SHORT TASK: Skip every picture and transcribe the remaining material exactly.
★ ★ ★
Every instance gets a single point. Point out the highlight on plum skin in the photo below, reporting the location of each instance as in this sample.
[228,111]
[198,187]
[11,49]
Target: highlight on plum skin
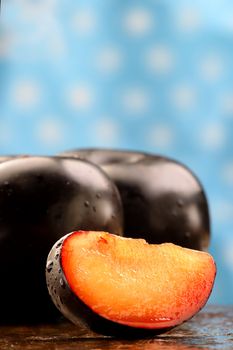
[98,278]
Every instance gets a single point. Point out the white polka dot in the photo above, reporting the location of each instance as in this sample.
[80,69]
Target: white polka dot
[227,173]
[160,59]
[33,10]
[138,21]
[26,94]
[189,20]
[84,22]
[135,100]
[50,131]
[4,45]
[6,134]
[227,103]
[223,211]
[160,136]
[211,68]
[57,47]
[184,96]
[228,254]
[106,130]
[109,60]
[212,136]
[80,97]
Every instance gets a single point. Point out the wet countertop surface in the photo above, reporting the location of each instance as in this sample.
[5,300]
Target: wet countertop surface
[212,328]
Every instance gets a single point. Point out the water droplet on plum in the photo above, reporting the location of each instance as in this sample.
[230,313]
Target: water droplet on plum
[49,265]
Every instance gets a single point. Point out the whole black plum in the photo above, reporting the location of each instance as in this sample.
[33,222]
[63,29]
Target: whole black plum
[163,200]
[41,198]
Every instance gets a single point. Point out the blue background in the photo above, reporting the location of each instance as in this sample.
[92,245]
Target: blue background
[151,75]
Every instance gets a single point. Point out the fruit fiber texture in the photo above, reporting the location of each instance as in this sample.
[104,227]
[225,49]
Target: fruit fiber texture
[117,285]
[163,200]
[42,198]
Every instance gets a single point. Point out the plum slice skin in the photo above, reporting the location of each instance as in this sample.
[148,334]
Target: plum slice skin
[196,300]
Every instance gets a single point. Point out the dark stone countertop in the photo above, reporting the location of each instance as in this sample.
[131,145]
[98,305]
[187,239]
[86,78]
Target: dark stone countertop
[212,328]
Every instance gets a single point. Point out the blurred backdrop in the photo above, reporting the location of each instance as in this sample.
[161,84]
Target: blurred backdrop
[153,75]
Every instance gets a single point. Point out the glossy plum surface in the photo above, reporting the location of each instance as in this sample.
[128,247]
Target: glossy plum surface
[40,200]
[163,200]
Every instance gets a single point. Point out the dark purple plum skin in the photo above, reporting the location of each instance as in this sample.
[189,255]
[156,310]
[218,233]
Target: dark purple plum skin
[163,200]
[77,311]
[41,199]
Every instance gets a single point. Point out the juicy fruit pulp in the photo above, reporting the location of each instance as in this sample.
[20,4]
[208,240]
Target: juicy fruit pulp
[130,282]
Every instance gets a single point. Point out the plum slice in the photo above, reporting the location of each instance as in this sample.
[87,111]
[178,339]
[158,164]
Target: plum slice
[127,281]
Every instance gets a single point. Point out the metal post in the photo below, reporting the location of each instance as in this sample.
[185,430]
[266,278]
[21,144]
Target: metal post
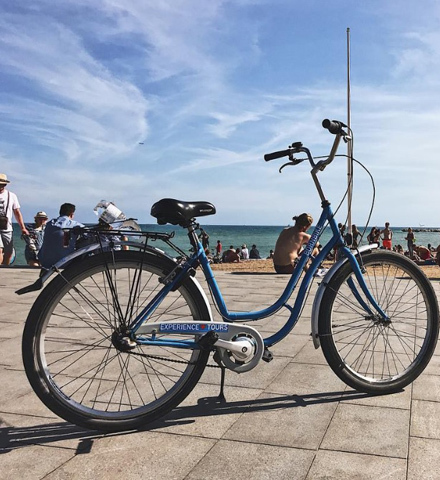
[349,152]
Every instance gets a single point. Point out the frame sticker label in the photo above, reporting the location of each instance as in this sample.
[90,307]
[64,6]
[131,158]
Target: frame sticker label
[193,327]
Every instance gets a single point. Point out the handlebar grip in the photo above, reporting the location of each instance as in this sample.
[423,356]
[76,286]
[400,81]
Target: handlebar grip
[333,126]
[279,154]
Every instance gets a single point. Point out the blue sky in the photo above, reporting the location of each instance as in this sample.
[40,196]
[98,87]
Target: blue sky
[208,88]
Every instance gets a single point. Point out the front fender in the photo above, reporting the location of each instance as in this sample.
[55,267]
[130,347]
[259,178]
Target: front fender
[321,289]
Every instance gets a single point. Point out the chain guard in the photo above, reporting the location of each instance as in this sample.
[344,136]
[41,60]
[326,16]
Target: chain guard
[225,331]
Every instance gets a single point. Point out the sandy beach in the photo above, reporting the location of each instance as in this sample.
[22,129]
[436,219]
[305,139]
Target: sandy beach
[266,266]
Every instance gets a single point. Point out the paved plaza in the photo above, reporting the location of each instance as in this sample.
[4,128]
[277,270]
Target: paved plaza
[291,418]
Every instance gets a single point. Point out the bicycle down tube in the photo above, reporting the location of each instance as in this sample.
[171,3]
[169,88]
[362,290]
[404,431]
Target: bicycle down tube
[227,316]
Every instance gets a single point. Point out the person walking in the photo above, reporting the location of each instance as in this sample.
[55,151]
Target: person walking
[56,244]
[35,239]
[387,236]
[410,239]
[9,206]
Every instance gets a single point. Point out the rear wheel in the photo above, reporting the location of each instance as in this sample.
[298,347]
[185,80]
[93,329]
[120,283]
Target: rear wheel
[77,358]
[369,353]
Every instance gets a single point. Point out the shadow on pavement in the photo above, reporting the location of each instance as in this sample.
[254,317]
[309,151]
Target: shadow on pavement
[12,438]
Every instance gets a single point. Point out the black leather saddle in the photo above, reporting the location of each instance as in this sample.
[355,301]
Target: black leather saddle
[178,212]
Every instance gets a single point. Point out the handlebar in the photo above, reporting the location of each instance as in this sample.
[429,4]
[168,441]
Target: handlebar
[279,154]
[334,126]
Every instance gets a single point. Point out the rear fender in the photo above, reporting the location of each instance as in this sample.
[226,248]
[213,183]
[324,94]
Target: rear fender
[77,255]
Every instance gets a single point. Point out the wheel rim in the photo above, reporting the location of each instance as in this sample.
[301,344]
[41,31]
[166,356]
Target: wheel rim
[369,347]
[79,361]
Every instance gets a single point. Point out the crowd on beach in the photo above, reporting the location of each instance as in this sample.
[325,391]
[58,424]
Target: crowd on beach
[290,243]
[46,241]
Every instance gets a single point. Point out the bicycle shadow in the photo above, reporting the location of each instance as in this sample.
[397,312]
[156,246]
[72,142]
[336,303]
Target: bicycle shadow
[214,406]
[12,438]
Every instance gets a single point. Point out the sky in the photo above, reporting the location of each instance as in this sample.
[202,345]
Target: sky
[132,101]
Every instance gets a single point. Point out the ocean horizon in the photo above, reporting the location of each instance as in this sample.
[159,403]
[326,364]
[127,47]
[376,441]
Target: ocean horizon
[263,236]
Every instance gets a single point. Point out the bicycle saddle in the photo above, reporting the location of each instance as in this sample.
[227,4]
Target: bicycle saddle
★ ★ ★
RESULT OF THIS TASK:
Every instance gets a single point. Point out the highlight on plum skin in the photo below, reporting the location of each instance as in this sample.
[228,111]
[198,187]
[11,49]
Target: highlight on plum skin
[98,278]
Every instance gets a single point. Point out the white polka dot in the photo above, reporting the location of each instance as in this sample.
[80,69]
Target: white polka dot
[227,173]
[160,59]
[33,10]
[138,21]
[26,94]
[189,20]
[84,22]
[135,100]
[50,131]
[4,45]
[6,134]
[227,103]
[223,211]
[160,136]
[211,68]
[57,47]
[184,96]
[228,254]
[106,130]
[109,60]
[212,136]
[80,97]
Every instance gets a single point. Point out the wet countertop surface in the photo above, reporting the location of each instance as in this sample.
[5,300]
Target: wet countertop surface
[212,328]
Every instance gets a single point. Point out the water droplet on plum in the photo above, reporting the location of each instance as in this sample.
[230,313]
Target: water droplet on plum
[49,265]
Every instance gets a single point. Point out the whole black plum in the photo above, reporting the location of each instance as in this sample.
[33,222]
[63,29]
Target: whole black plum
[163,200]
[41,198]
Every instance gets a single point. Point out the blue background in the photo above, reporting the location of each instance as in this sample.
[92,245]
Target: blue background
[151,75]
Every instance gets a single point. Point out the fruit fiber texture in the photo above, reporting the location of each instance as in this sample.
[104,227]
[225,49]
Target: fruit fiber texture
[117,285]
[163,200]
[42,198]
Every instance gets a single point. Point out the plum slice skin in the photo above, reporting the location of each instance as in this sample.
[148,334]
Target: plum slice skin
[196,300]
Every instance gets a single point. Point out the dark stone countertop in the photo above, reporting the location of each instance as in this sample.
[131,145]
[98,305]
[187,239]
[86,78]
Target: dark stone countertop
[212,328]
Every instance gets a single point. Point out the blurred backdrop in the photo above, reporting the location of each instance as in this sample.
[161,84]
Target: blurred backdrop
[153,75]
Every instance gets a single point. Point out the glossy plum surface in the photo above, reporting the location of each instance as in this sample.
[128,247]
Target: glossy plum surface
[40,200]
[163,200]
Every instance gets a single point. Point out the dark purple plum skin in the photo above, reporting the location of each instance as in this sample.
[189,255]
[156,310]
[218,233]
Target: dark purple plum skin
[163,200]
[77,311]
[41,199]
Every instance gets a single point. Point out the juicy fruit pulp in the photo above, reporting the location of each instance as in this sample.
[20,4]
[208,240]
Target: juicy fruit pulp
[130,282]
Every instance gets a single point. Point out the plum slice in the photo above, reporting the location of each instance as in this sample.
[87,111]
[178,339]
[158,164]
Target: plum slice
[127,281]
Every instance gets a single point. Point out the metal post in the photo below, reporting the location of each instance as in this sample.
[185,430]
[266,278]
[21,144]
Target: metal post
[349,152]
Every instance gets a single point. Point out the frame sticker label in the photo above, reporting the location of each instance as in this sample.
[90,307]
[64,6]
[131,158]
Target: frame sticker label
[193,327]
Every instance gets a single point. Point out the handlebar grip in the photo above, reporting the location of each instance as in this sample.
[423,356]
[76,286]
[400,81]
Target: handlebar grip
[333,126]
[279,154]
Every instance gets a single point. Point out the blue sky in the photo above, reporting the location of each instance as in this sample.
[40,196]
[98,87]
Target: blue sky
[208,88]
Every instance gets a single point. Point out the front fender in the photo above, reporting the location of each instance as in this sample.
[55,267]
[130,347]
[259,178]
Target: front fender
[321,289]
Every instance gets a single point. Point out the chain guard in the photo above, reporting the location of each instance as in this sample.
[344,136]
[41,60]
[326,16]
Target: chain guard
[225,331]
Every instance gets a single point. Point out the sandy beach in the photo above, reporting the location of each instance as in this sample.
[22,129]
[436,219]
[305,139]
Target: sandy beach
[266,266]
Every instance gets a single point. Point out the paved plaza in the photo above, reporting the location of each instance as in this sample.
[4,128]
[277,270]
Target: paved plaza
[291,418]
Every instance gets a single point. Point out the bicycle down tube in the photo above, reporting the location of each instance as in this sample.
[171,3]
[169,88]
[362,290]
[404,431]
Target: bicycle down tube
[227,316]
Every instance gets a single point. Point out the person walking in the photo above, reporting the location of each instance as in this sample.
[55,151]
Target: person walking
[56,244]
[35,239]
[387,236]
[410,239]
[9,206]
Every instance gets a single point. Point out the rear wheel in the photo above, reporting the location of each instance as in this sample.
[298,347]
[185,80]
[93,329]
[120,283]
Target: rear wheel
[77,358]
[369,353]
Every instance gets a single point. Point out the shadow on pavement in the photo above, reporting the location of each instance as in this sample.
[254,317]
[309,151]
Target: shadow on pavement
[12,438]
Every instance gets a single point. Point out the black leather saddle in the photo above, reporting the location of each instance as in this sample.
[355,301]
Target: black leather saddle
[178,212]
Every instance gets a single point. Point out the handlebar in the photo above, reporting the location of each instance as in this sample.
[429,4]
[168,441]
Target: handlebar
[279,154]
[334,126]
Every instance gets a single point. Point out the rear fender in the photo above, reporting the location of each instance as in this sample.
[226,248]
[213,183]
[324,94]
Target: rear fender
[77,255]
Every instance gets a single point. Point out the wheel rim in the photo above, reporting the location of each instance as in this sample.
[301,344]
[41,31]
[166,356]
Target: wheel rim
[369,347]
[79,361]
Every instance gets a single point. Point out the crowd on beach in the photo above, reporting the location of each instance as in this sample.
[325,391]
[58,424]
Target: crowd on beach
[290,243]
[46,241]
Every instance gets a single point. Point out the bicycle shadow in the photo above, reporting the location of each instance as in this sample.
[397,312]
[156,246]
[72,142]
[336,303]
Target: bicycle shadow
[214,406]
[12,438]
Every instance gets a single point. Point out the sky in the photo above, reporting the location of each instance as in this sample.
[202,345]
Target: sky
[132,101]
Every instance gets a single point. Point out the ocean horizon in the photo above, reporting the location of each instance as in this sample.
[159,403]
[326,364]
[127,47]
[376,441]
Target: ocean horizon
[263,236]
Every instance gets a single point. Point out the bicycle saddle in the photo above, reporting the location of each instance as in this sample.
[227,4]
Target: bicycle saddle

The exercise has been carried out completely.